Please copy everything from the start of the data down to the line containing "123, 183, 205]]", both ends included, keeping all other text unchanged. Multiply each bounding-box coordinate by 0.2 and round it to a whole number, with halves rounded up.

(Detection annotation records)
[Begin]

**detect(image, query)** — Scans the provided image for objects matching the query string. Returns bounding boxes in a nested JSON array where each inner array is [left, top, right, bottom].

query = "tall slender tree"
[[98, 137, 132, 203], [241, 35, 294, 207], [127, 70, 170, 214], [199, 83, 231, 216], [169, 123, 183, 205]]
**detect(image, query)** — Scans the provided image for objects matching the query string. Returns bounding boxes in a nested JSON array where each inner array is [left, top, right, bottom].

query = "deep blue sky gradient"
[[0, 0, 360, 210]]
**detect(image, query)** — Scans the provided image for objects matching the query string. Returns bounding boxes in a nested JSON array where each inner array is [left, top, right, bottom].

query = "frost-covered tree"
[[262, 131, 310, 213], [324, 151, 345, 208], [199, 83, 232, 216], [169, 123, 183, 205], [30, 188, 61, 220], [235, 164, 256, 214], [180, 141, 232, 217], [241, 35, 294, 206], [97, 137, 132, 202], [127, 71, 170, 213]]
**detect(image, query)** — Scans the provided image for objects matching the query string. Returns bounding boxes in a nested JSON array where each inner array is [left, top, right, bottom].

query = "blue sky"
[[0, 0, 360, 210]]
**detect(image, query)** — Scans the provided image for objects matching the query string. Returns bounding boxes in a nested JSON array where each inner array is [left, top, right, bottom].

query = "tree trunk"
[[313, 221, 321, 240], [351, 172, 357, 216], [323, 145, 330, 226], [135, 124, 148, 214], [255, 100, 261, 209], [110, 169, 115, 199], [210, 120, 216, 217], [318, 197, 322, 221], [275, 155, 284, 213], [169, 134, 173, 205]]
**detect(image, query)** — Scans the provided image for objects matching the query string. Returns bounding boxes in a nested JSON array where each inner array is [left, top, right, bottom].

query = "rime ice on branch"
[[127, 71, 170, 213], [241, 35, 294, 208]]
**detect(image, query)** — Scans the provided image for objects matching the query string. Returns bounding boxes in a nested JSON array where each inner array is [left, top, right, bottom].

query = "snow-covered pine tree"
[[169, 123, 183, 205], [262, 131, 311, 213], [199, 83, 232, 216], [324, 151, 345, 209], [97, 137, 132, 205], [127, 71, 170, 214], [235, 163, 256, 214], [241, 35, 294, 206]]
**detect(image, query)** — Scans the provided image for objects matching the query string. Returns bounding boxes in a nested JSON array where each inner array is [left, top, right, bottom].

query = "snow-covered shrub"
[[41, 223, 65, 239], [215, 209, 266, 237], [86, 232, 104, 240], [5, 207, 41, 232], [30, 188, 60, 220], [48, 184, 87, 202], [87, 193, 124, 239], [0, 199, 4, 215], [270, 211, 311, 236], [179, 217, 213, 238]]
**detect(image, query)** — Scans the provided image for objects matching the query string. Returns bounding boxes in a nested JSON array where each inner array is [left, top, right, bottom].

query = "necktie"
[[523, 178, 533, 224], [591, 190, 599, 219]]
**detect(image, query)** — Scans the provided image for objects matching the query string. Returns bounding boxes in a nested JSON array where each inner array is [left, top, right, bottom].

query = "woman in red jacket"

[End]

### Result for this task
**detect(image, query)** — Scans the provided image for objects matching the query string. Returns bounding boxes in a nested JSON array where each inner array is [left, top, right, bottom].

query = "tall slender tree"
[[20, 27, 26, 41], [48, 7, 59, 41], [25, 14, 34, 43], [40, 17, 46, 43], [34, 25, 37, 41]]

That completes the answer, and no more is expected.